GIVEN PASSAGE =>
• • • • • • •

In ›Kontakte‹ Karlheinz Stockhausen mixed synthetic sounds with analogue ones made by wood, fur and metal. Robert Breer added an abstract animated film to the score. It premiered at the second New York Avant Garde Festival, which had been organised by Charlotte Moormann, as part of the composition ›Originale‹. Inspired by the Fluxus movement, Stockhausen had extended his score ›Originale‹ with theatrical elements such as performances, readings and film projections which were to occur simultaneously. Alongside Robert Breer, Charlotte Moormann and others, Alan Ginsberg and Nam June Paik participated in the happening as well.
Two years later, Nam June Paik deconstructed the machine of illusions called television in ›Beatles Electroniques‹ by showing what it really is: An apparatus for the reception of data and picture elements. Manipulated by magnetic disturbances, the Beatles wind their way through the video as loops of light and waves to the score of ›Four Loops‹ by Richard Kerner. The music is based on distorted samples of the song›A Hard Day’s Night‹ and it sets the length of the film. The technophile German Band Kraftwerk, sometimes called ›The Beatles of Electronic Dance Music‹, staged themselves as machines in their video ›Wir sind die Roboter‹. Robot dolls, which had been specifically designed for the band, perform in a way reminiscent of Oskar Schlemmer’s depersonalized theatre. In their music video ›Radioaktivität‹ (1975/2005) technology itself is speaking. Appliances mimic the uniform noise of a Geiger counter, interfering radio waves or the dissonant radiation of uranium. The vocoder blasts: »I am the voice of energy« and »I am your servant and your master«. The words ›Chernobyl‹ and ›Harrisburg‹ flash up in huge letters as back ground projection leaving enough gaps for ›Fukushima‹ in the imagination of today’s viewer.

• • • • • • •

COMPLETE THE FOLLOWING =>
[a] Transcribe the stretch of the passage on electronic music and video art from "In ›Kontakte‹ Karlheinz" through "happening as well.".
[b] According to the passage on electronic music and video art, what materials produced the analogue sounds that Stockhausen mixed with synthetic ones in ›Kontakte‹?
[c] Resume the passage on electronic music and video art, picking up after its final sentence.

PROVIDED MATERIAL =>
• • • • • • •

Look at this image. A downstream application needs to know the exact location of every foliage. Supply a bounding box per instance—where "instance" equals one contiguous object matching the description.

• • • • • • •

ANSWER LIST =>
[a]
In ›Kontakte‹ Karlheinz Stockhausen mixed synthetic sounds with analogue ones made by wood, fur and metal. Robert Breer added an abstract animated film to the score. It premiered at the second New York Avant Garde Festival, which had been organised by Charlotte Moormann, as part of the composition ›Originale‹. Inspired by the Fluxus movement, Stockhausen had extended his score ›Originale‹ with theatrical elements such as performances, readings and film projections which were to occur simultaneously. Alongside Robert Breer, Charlotte Moormann and others, Alan Ginsberg and Nam June Paik participated in the happening as well.

[b] Wood, fur and metal.

[c]
A fortunately harmless chain reaction is initiated by a tumbling domino in the music video ›This Too Shall Pass‹ (2010) by the American band OK Go, directed by James Frost. The domino puts a so-called ›Rube Goldberg Machine‹ into motion. The name relates to the pointlessly complex machines from Goldberg’s ›Professor Lucifer Gorgonzola Butts‹ cartoons (1921 onwards). They consist of repurposed objects and materials that interact in a surprising and complicated way in order to perform comparatively simple tasks. Goldberg’s cartoon also inspired the video ›Der Lauf der Dinge‹ (1987) by the Swiss artists Fischli and Weiss.
In the digital age music robot groups like ›The Three Sirens‹ inhabit relevant Internet video platforms with their self made songs such as ›Robot’s Rock‹ (2002). Cameras mounted to the Sirens’ ›arms‹ allow a close look at electronically controlled picks and capos while they are sliding along the strings and creating a sound not unlike Jimi Hendrix. These days, the visualization of acoustic signals and the transformation of pictures into sounds are possible through software. The filmmaker Robert Darrol and the composer Sean Reed’s cooperation makes immaterial sounds impact on the immaterial vector graphics of the 3D software, creating new spheres in the process. George Antheil’s composition for the ›Ballet Mécanique‹ was newly performed at the National Gallery of Art in Washington DC by the New York group ›Lemur‹ in 2006. In the glow of the nuclear disaster in Fukushima and the radiation the workers there are exposed to, we ask ourselves: Where are the robots?